§ Directions
1. On what date was the video hearing held before the Administrative Law Judge, according to the court opinion?
2. In the court opinion, write out the passage that opens with "ACTING COMMISSIONER OF" and closes with "decision.[2] (Tr. 16-30.)", substituting "lawyer" for "attorney".

*** Opening Excerpt to read ***

United States District Court, M.D. Florida, Orlando Division

June 20, 2017

BRENDA E. SIRACUSE, Plaintiff,
v.
ACTING COMMISSIONER OF THE SOCIAL SECURITY ADMINISTRATION, Defendant.

          MEMORANDUM OPINION AND ORDER [1]

          MONTE C. RICHARDSON, UNITED STATES MAGISTRATE JUDGE

         THIS CAUSE is before the Court on Plaintiff's appeal of an administrative decision denying her applications for a Period of Disability, Disability Insurance Benefits (“DIB”), and Supplemental Security Income (“SSI”). Plaintiff alleges she became disabled on January 1, 2011. (Tr. 216, 227.) A video hearing was held before the assigned Administrative Law Judge (“ALJ”) on October 16, 2014, at which Plaintiff was represented by an attorney. (Tr. 36-54.) The ALJ found Plaintiff not disabled from January 1, 2011 through November 6, 2014, the date of the decision.[2] (Tr. 16-30.)

         In reaching the decision, the ALJ found that Plaintiff had the following severe impairments: an ankle disorder, an affective disorder, an anxiety disorder, and borderline intellectual functioning. (Tr. 21.) The ALJ then found that Plaintiff did not have an impairment or combination of impairments that met or medically equaled the severity of one of the listed impairments in 20 C.F.R. Part 404, Subpart P, Appendix 1. (Tr. 21-22.) Specifically, the ALJ found that the requirements of Listing 12.05(C), intellectual disability, were not met because, despite Plaintiff's full scale intelligence quotient (“IQ”) scores of 65 and 61, there was evidence of adaptive functioning in that Plaintiff had worked as an assistant manager for over nine years and had been assessed at the borderline intellectual functioning level. (Tr. 23.) Then, after finding that Plaintiff had the residual functional capacity (“RFC”) to perform light work with limitations, [3] the ALJ ultimately found that there were jobs existing in significant numbers in the national economy that Plaintiff could perform. (Tr. 23, 28.)

         Plaintiff is appealing the Commissioner's decision that she was not disabled from January 1, 2011 through November 6, 2014. Plaintiff has exhausted her available administrative remedies and the case is properly before the Court. The Court has reviewed the record, the briefs, and the applicable law.

*** Closing Excerpt to read ***
*** Opening Supplied information ***

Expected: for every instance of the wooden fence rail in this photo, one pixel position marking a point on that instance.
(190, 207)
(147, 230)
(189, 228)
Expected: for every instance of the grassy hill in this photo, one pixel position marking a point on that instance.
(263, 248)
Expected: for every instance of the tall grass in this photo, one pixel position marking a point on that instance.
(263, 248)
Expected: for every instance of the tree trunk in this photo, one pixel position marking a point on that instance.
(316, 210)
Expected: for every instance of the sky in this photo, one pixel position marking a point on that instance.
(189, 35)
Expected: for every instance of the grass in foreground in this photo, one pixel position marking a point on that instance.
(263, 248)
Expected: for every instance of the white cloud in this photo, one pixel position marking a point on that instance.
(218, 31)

*** Closing Supplied information ***

§ Responses per task
1. October 16, 2014.

2.
ACTING COMMISSIONER OF THE SOCIAL SECURITY ADMINISTRATION, Defendant.

          MEMORANDUM OPINION AND ORDER [1]

          MONTE C. RICHARDSON, UNITED STATES MAGISTRATE JUDGE

         THIS CAUSE is before the Court on Plaintiff's appeal of an administrative decision denying her applications for a Period of Disability, Disability Insurance Benefits (“DIB”), and Supplemental Security Income (“SSI”). Plaintiff alleges she became disabled on January 1, 2011. (Tr. 216, 227.) A video hearing was held before the assigned Administrative Law Judge (“ALJ”) on October 16, 2014, at which Plaintiff was represented by an lawyer. (Tr. 36-54.) The ALJ found Plaintiff not disabled from January 1, 2011 through November 6, 2014, the date of the decision.[2] (Tr. 16-30.)